Substitute "place a point" for "set a point" in the listing from the line with "Locate every instance of the man in the" through the end of the listing, leaving everything else unchanged, and return only those lines.
===== Data listing
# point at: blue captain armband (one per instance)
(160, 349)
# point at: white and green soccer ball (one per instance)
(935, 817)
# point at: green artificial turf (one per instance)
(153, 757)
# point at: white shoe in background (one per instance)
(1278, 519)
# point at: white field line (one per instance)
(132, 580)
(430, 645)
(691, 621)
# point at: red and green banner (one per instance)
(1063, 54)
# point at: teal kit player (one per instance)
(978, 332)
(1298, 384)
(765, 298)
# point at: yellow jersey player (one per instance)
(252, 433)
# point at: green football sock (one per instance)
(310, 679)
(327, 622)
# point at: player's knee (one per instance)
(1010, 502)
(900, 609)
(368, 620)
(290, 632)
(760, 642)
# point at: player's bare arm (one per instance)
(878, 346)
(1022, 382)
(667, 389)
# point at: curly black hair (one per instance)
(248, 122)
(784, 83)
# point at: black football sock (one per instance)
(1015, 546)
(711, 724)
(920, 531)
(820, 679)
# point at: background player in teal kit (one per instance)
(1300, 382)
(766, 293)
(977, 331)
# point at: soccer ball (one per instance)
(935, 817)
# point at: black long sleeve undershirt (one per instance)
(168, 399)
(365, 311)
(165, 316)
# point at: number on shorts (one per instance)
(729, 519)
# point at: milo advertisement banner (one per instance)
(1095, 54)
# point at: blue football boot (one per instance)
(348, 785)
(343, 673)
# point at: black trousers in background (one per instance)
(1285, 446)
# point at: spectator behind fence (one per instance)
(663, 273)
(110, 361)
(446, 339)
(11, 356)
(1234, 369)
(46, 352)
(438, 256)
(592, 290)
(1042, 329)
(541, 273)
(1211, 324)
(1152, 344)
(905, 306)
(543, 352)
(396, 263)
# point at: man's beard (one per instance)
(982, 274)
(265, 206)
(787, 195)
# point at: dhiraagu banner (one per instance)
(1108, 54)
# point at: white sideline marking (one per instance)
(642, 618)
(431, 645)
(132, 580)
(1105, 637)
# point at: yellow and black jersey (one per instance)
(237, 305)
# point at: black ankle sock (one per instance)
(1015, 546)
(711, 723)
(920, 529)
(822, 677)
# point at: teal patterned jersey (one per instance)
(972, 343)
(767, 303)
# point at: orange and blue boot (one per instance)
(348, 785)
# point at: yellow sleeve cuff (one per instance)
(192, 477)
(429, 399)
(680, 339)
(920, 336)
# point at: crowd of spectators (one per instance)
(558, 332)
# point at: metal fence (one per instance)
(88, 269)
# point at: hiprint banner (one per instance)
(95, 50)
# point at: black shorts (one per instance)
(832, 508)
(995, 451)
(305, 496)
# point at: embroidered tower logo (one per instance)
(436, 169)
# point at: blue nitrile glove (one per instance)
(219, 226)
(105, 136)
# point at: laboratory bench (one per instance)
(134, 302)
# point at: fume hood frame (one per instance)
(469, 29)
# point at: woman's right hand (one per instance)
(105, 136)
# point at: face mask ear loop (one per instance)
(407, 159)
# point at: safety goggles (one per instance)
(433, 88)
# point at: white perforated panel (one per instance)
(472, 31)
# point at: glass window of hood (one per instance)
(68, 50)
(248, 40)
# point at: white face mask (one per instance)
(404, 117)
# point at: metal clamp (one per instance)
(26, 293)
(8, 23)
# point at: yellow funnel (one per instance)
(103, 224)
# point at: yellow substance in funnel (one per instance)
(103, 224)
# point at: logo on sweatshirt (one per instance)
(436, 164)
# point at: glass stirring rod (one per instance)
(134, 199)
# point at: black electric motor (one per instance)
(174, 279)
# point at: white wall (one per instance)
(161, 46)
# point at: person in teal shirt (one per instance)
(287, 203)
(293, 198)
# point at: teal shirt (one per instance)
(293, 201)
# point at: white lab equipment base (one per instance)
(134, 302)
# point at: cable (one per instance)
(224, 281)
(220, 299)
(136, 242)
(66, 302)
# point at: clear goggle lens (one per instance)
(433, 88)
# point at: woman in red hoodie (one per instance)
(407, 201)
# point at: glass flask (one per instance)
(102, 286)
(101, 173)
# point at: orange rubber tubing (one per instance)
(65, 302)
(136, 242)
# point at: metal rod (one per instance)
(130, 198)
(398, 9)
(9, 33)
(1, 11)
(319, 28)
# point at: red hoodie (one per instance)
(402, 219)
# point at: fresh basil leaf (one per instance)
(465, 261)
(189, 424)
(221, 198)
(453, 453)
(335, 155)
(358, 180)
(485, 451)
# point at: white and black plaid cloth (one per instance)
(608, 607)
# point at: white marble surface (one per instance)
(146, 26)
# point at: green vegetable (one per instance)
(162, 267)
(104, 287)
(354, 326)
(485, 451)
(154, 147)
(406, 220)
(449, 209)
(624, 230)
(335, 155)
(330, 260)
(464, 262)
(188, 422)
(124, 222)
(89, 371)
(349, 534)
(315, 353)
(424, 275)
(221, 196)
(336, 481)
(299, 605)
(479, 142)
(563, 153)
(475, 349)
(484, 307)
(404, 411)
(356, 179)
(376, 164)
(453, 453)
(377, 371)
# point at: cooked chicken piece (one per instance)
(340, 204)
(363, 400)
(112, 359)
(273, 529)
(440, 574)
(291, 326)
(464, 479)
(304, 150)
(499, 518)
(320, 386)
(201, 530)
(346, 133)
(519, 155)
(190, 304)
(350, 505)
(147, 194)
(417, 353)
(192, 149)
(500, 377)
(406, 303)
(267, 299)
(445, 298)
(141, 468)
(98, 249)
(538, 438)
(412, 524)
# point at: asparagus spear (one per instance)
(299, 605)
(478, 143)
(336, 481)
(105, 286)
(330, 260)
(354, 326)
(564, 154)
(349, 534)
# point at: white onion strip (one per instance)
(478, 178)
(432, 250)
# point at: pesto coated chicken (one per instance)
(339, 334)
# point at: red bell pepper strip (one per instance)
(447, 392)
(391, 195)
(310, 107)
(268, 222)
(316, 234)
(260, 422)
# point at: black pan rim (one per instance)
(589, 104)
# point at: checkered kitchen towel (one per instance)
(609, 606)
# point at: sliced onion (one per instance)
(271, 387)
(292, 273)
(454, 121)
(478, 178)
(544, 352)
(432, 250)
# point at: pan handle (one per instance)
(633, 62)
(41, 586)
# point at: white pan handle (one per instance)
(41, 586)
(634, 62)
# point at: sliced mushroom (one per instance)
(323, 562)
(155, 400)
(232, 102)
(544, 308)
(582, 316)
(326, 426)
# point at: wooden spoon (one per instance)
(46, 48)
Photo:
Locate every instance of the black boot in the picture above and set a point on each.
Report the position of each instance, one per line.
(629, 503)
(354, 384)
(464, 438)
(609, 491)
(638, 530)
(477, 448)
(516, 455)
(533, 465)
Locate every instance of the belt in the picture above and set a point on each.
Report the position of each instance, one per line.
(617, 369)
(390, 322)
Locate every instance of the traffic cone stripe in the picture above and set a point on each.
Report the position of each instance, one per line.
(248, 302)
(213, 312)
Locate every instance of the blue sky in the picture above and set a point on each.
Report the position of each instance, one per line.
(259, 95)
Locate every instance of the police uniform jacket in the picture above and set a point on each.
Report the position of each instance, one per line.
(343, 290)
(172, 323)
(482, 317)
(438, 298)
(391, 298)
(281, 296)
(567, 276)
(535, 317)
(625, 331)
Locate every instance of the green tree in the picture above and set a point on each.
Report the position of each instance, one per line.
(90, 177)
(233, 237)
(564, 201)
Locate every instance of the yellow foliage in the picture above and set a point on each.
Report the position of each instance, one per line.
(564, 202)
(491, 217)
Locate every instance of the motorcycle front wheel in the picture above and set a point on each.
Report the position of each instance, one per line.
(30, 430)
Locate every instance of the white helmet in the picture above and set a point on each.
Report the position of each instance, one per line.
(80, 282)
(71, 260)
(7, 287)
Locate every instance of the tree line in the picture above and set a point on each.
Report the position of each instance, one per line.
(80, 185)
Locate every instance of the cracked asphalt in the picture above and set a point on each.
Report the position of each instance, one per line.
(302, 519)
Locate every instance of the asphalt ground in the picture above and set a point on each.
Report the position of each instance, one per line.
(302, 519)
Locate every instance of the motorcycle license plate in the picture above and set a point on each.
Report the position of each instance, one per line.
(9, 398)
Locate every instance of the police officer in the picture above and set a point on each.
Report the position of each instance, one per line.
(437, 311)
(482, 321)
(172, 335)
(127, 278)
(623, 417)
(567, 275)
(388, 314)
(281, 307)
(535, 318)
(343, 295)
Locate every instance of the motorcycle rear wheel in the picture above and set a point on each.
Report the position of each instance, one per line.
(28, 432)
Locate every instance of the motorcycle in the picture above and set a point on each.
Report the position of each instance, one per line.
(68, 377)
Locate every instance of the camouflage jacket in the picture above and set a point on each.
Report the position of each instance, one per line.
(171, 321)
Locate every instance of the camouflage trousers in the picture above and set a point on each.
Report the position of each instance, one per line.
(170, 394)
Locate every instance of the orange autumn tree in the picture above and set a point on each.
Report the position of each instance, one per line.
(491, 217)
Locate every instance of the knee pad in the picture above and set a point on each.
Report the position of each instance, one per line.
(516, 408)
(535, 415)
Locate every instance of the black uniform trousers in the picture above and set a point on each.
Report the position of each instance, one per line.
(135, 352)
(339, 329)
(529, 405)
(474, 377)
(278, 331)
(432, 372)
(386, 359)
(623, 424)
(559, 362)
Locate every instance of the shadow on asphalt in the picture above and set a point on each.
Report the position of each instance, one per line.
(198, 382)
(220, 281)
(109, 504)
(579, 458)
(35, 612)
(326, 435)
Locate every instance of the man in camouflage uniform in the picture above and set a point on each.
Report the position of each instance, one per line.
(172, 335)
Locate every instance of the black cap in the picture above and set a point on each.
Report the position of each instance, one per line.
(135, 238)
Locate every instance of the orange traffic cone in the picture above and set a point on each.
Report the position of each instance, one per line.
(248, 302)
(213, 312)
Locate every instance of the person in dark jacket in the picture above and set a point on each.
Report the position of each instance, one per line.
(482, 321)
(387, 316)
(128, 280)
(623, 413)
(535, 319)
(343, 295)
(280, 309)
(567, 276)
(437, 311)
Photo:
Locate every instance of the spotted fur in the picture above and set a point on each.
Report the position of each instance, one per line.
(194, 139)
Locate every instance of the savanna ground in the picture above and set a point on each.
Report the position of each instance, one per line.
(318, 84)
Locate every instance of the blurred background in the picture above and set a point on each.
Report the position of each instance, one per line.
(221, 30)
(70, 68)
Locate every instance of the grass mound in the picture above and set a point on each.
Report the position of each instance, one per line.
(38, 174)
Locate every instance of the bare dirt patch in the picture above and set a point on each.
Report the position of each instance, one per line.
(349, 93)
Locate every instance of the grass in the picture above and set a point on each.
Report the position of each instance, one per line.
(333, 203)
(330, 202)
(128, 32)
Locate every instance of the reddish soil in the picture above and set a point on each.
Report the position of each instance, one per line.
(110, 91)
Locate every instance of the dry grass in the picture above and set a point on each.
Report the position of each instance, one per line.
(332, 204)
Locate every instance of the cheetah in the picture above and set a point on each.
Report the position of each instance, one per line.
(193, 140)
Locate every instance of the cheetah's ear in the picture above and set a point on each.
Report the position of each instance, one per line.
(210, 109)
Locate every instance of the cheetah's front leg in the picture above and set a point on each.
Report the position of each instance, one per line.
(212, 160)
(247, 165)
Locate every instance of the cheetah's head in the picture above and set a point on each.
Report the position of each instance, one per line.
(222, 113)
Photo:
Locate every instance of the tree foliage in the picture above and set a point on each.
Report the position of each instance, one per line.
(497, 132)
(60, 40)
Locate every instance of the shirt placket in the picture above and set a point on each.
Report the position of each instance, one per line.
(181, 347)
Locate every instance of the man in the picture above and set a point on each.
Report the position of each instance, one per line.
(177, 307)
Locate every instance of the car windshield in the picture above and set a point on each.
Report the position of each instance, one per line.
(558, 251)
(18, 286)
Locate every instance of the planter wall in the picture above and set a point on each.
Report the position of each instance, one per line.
==========
--- Solution to this problem ---
Locate every instance of the man in the picture above and place a point on each.
Report the position of each instance, one per line.
(177, 307)
Locate every instance of the car windshield in the picture above and place a point on each.
Report the position of each instance, one per line.
(558, 251)
(18, 286)
Locate every instance of the planter wall in the picture above and place a point on each.
Report the position of each instance, one per line.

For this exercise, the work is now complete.